#### Task input
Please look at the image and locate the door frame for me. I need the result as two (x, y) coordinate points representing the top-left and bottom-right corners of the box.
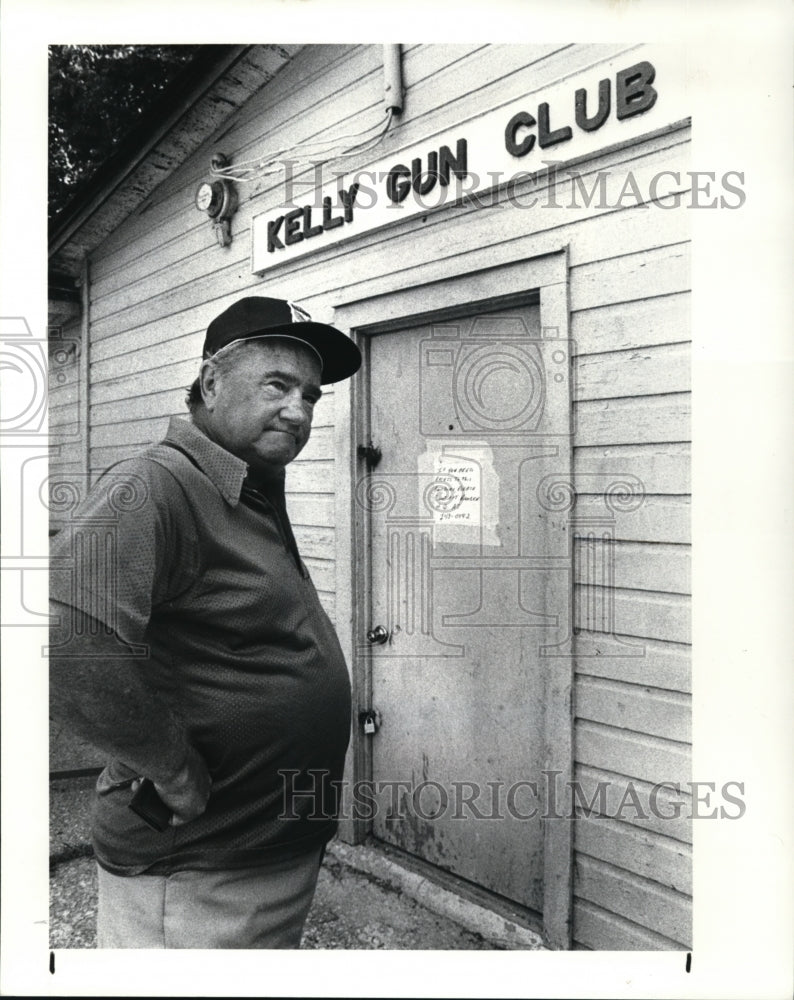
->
(333, 244), (574, 949)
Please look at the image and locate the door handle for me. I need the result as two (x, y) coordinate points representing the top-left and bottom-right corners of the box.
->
(367, 625), (389, 646)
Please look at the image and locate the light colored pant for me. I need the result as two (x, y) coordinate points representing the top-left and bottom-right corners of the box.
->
(97, 849), (323, 948)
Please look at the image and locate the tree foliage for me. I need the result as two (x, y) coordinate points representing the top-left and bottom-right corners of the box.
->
(49, 45), (199, 220)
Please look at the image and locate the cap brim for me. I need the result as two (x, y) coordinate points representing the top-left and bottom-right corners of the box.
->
(210, 320), (361, 385)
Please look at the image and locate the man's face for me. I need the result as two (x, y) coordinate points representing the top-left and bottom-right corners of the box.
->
(202, 338), (322, 469)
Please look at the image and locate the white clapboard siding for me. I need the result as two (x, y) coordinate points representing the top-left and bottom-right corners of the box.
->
(287, 494), (336, 528)
(74, 43), (691, 949)
(575, 677), (692, 743)
(573, 437), (692, 496)
(574, 529), (691, 594)
(576, 631), (692, 693)
(574, 392), (690, 445)
(571, 292), (691, 354)
(574, 584), (691, 643)
(47, 323), (84, 476)
(576, 814), (692, 895)
(575, 342), (691, 402)
(573, 897), (686, 951)
(576, 496), (692, 545)
(292, 518), (336, 560)
(574, 764), (692, 844)
(576, 719), (691, 784)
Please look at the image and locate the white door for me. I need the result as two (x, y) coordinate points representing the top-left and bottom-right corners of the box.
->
(356, 303), (571, 912)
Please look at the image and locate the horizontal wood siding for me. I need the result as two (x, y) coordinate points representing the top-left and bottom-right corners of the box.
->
(77, 43), (691, 948)
(47, 320), (85, 531)
(570, 125), (692, 949)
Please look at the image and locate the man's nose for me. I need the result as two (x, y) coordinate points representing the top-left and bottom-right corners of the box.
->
(279, 386), (311, 424)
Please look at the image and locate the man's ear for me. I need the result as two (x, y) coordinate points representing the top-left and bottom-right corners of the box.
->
(199, 358), (218, 413)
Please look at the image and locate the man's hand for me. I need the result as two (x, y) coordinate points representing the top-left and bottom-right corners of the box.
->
(132, 747), (212, 826)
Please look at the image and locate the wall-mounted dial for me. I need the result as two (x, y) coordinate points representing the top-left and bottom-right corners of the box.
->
(196, 181), (225, 219)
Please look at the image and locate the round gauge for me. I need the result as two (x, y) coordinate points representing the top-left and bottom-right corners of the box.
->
(196, 181), (223, 215)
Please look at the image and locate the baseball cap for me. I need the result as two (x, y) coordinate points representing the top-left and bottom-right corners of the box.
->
(202, 295), (361, 385)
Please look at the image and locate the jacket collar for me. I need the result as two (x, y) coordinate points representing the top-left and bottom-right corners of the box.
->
(164, 417), (248, 507)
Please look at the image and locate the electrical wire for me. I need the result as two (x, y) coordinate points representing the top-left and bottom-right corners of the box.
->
(210, 108), (394, 183)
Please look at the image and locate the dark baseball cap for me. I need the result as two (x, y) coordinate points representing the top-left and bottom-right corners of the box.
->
(202, 295), (361, 385)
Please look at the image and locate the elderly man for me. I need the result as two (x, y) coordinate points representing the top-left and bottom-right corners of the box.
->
(51, 297), (361, 948)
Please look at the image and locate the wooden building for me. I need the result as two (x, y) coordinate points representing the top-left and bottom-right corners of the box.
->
(50, 43), (688, 949)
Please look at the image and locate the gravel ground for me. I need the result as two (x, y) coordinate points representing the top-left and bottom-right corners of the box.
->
(50, 778), (492, 950)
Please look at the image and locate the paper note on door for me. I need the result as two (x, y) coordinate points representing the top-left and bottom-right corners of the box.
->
(419, 441), (500, 545)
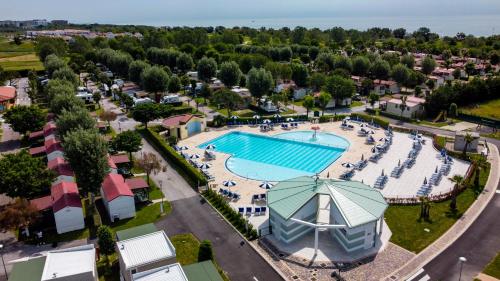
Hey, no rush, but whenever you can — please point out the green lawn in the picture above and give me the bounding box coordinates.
[460,99,500,120]
[483,253,500,279]
[170,233,200,265]
[110,201,172,231]
[385,163,489,253]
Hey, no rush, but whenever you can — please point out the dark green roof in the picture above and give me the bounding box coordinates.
[9,257,45,281]
[182,261,224,281]
[116,223,158,241]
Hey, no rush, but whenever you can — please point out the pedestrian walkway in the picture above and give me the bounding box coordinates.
[384,145,500,281]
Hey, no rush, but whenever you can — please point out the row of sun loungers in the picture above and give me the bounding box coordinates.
[219,188,241,200]
[252,193,266,203]
[238,207,267,216]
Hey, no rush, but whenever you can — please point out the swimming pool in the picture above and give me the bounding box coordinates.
[198,131,349,181]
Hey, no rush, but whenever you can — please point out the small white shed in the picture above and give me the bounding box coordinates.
[101,173,135,221]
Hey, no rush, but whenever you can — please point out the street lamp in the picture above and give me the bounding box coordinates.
[0,244,9,280]
[458,257,467,281]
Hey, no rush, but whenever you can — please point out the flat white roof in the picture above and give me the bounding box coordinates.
[132,263,188,281]
[116,230,175,269]
[42,244,96,281]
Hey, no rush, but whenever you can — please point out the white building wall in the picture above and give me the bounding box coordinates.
[54,207,85,234]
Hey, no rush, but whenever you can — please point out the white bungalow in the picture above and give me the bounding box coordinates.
[101,173,135,221]
[267,177,388,255]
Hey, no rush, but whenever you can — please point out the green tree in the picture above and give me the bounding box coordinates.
[141,66,169,102]
[132,103,159,128]
[352,56,370,76]
[128,60,151,84]
[56,107,96,137]
[176,53,194,73]
[422,56,436,75]
[449,175,464,211]
[97,225,115,263]
[302,95,314,116]
[167,76,181,93]
[62,128,109,198]
[318,92,332,116]
[247,68,274,99]
[212,90,243,117]
[323,75,356,104]
[111,131,142,159]
[4,105,47,135]
[197,57,217,82]
[52,66,80,87]
[0,150,55,199]
[448,103,458,117]
[198,240,214,262]
[218,61,243,89]
[49,93,85,115]
[391,63,409,85]
[292,63,309,87]
[368,92,380,108]
[43,54,66,77]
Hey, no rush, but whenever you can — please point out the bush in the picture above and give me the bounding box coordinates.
[139,128,207,189]
[351,113,389,128]
[203,189,258,240]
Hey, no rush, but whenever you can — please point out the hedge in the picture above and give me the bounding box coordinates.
[202,188,258,240]
[351,113,389,128]
[138,127,207,189]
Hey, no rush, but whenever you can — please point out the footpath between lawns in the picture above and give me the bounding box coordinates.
[384,145,500,281]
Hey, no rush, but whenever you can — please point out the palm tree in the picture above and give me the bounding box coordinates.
[462,133,474,157]
[449,175,464,211]
[474,155,488,187]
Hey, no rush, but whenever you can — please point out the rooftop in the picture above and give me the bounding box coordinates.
[116,231,175,269]
[268,177,387,227]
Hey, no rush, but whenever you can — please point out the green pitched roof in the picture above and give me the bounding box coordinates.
[267,177,387,227]
[116,223,158,241]
[9,257,46,281]
[182,261,223,281]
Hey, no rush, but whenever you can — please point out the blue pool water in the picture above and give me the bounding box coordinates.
[198,131,349,181]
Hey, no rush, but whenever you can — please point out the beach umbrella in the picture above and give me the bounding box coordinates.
[198,163,211,170]
[222,180,236,187]
[342,162,354,169]
[259,181,274,189]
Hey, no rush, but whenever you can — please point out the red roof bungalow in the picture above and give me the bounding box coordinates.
[0,86,17,112]
[101,173,135,221]
[31,182,85,234]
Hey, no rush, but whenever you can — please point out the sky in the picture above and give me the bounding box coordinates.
[0,0,500,33]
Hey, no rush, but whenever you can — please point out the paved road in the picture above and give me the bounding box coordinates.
[380,115,500,281]
[157,196,283,281]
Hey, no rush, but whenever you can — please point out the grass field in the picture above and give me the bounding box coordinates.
[460,99,500,120]
[483,253,500,279]
[0,38,43,71]
[385,162,489,253]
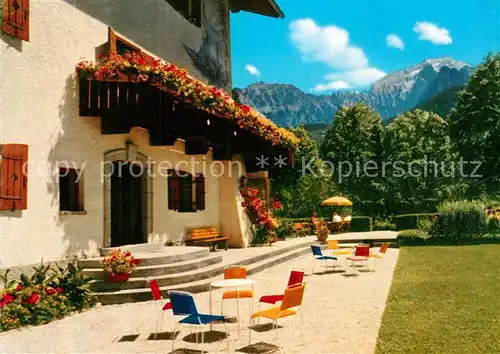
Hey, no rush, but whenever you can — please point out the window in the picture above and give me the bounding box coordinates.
[168,170,205,212]
[0,144,28,210]
[2,0,30,42]
[59,167,84,211]
[167,0,201,27]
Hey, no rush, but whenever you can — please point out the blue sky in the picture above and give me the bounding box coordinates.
[231,0,500,93]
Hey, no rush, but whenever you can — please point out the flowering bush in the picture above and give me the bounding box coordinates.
[102,249,139,275]
[0,264,97,331]
[240,177,282,244]
[76,52,298,147]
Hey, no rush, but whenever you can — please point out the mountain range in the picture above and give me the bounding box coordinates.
[233,57,473,126]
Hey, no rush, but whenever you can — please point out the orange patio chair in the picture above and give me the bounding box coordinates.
[248,283,306,353]
[221,265,253,328]
[328,240,352,256]
[370,242,389,271]
[147,279,172,339]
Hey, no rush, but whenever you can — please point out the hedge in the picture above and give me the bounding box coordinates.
[429,201,486,243]
[351,216,372,232]
[394,213,439,231]
[398,229,430,246]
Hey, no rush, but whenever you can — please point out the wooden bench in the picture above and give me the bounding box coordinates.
[186,227,229,251]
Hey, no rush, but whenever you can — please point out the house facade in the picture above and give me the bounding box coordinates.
[0,0,292,268]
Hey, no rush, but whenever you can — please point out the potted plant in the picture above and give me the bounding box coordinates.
[102,249,139,282]
[311,215,329,242]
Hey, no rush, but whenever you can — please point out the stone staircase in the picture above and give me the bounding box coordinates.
[78,239,311,304]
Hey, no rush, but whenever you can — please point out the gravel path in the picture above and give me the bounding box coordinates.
[0,249,398,354]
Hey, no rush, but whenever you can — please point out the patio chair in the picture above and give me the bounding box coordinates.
[146,279,172,340]
[311,246,337,274]
[248,283,306,353]
[345,245,370,274]
[259,270,304,322]
[328,240,352,256]
[370,242,389,271]
[221,265,253,321]
[168,291,229,354]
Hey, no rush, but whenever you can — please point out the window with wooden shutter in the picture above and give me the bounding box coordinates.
[2,0,30,42]
[0,144,28,210]
[168,170,181,210]
[179,171,196,212]
[108,27,155,61]
[59,167,84,211]
[194,174,205,210]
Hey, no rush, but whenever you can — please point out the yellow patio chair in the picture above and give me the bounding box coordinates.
[248,283,306,353]
[328,240,352,256]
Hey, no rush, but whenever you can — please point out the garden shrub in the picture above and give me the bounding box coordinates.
[394,213,438,231]
[0,263,97,331]
[398,229,429,246]
[429,201,486,243]
[351,216,372,232]
[487,216,500,234]
[373,219,396,231]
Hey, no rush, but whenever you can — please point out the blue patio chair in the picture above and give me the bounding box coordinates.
[168,291,229,354]
[311,246,337,274]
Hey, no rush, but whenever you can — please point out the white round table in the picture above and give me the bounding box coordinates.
[209,279,255,334]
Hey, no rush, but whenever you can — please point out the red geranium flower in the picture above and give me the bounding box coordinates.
[24,292,40,305]
[2,294,15,305]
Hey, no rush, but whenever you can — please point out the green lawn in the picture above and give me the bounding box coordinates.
[376,245,500,354]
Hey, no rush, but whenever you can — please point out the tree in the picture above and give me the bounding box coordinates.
[450,53,500,195]
[384,109,458,214]
[320,103,384,214]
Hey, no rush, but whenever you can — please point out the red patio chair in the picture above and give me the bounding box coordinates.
[345,245,370,274]
[259,270,304,324]
[147,279,175,339]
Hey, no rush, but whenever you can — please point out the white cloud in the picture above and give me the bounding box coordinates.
[325,67,386,87]
[289,18,368,70]
[289,18,385,92]
[311,80,350,92]
[245,64,260,76]
[413,21,453,45]
[386,33,405,50]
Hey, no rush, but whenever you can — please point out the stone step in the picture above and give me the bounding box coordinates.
[99,242,165,257]
[89,263,224,293]
[78,246,210,268]
[96,244,311,305]
[83,253,222,279]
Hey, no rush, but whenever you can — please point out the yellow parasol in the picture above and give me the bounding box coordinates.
[321,197,352,206]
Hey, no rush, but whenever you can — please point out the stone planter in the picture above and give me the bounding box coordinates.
[107,273,130,283]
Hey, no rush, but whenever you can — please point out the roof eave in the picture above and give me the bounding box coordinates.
[230,0,285,19]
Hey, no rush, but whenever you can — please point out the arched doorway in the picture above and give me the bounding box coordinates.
[103,149,152,247]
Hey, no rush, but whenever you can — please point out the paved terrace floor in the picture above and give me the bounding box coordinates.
[0,234,399,354]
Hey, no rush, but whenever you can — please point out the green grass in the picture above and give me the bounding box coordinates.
[376,245,500,354]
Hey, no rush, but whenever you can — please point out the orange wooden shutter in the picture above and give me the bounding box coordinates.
[2,0,30,42]
[0,144,28,210]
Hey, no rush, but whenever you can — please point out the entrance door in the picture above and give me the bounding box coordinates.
[111,161,146,247]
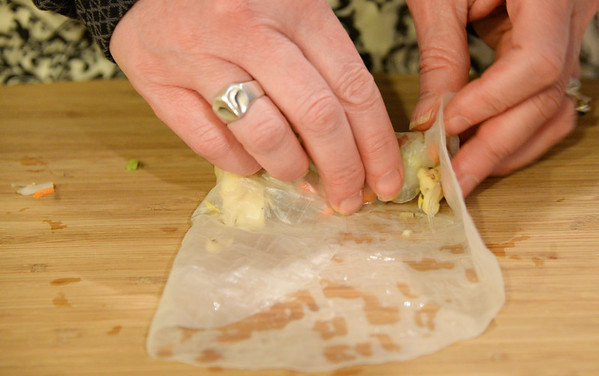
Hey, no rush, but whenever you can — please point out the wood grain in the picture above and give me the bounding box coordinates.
[0,76,599,376]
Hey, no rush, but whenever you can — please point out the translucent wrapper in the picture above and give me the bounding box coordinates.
[147,107,504,371]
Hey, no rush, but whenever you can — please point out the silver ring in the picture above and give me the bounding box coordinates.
[566,77,591,115]
[212,81,264,123]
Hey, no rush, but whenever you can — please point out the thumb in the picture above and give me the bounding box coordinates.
[407,0,470,130]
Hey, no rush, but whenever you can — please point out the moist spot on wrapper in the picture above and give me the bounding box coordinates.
[312,317,347,340]
[414,304,441,331]
[322,281,399,325]
[405,257,455,272]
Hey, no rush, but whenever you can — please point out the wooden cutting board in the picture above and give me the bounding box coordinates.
[0,76,599,376]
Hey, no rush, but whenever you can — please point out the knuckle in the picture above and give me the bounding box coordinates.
[361,132,397,162]
[418,44,468,74]
[197,126,231,161]
[530,52,565,86]
[531,83,564,120]
[479,85,511,114]
[245,116,287,153]
[335,63,380,109]
[476,127,513,166]
[298,90,343,136]
[213,0,252,19]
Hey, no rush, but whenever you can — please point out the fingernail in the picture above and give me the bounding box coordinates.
[458,175,480,197]
[445,116,472,134]
[375,169,401,201]
[410,93,437,129]
[337,190,362,215]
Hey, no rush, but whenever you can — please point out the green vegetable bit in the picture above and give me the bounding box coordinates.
[125,159,140,172]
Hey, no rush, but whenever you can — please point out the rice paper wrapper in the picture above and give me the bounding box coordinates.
[147,107,504,371]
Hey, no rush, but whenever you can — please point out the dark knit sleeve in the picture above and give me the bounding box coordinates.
[33,0,137,61]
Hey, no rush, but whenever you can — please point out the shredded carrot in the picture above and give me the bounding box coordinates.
[320,206,335,216]
[297,180,316,194]
[33,186,54,198]
[397,135,409,147]
[362,186,376,204]
[428,144,439,163]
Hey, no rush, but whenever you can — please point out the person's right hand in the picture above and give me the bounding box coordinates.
[110,0,403,214]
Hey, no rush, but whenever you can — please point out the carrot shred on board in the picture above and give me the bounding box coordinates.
[33,186,54,198]
[298,180,316,194]
[320,206,335,216]
[362,186,376,204]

#### Exercise objective
Reproduce the entries from the line containing "out the gravel" down to the line containing "[0,249,398,354]", both included, substituting "dirt trail" for "gravel path" and leaving everything else unchanged.

#### Exercise answer
Hey, no rush, but whenever you can — please point out the dirt trail in the picture above and give me the bounding box coordinates.
[0,249,398,354]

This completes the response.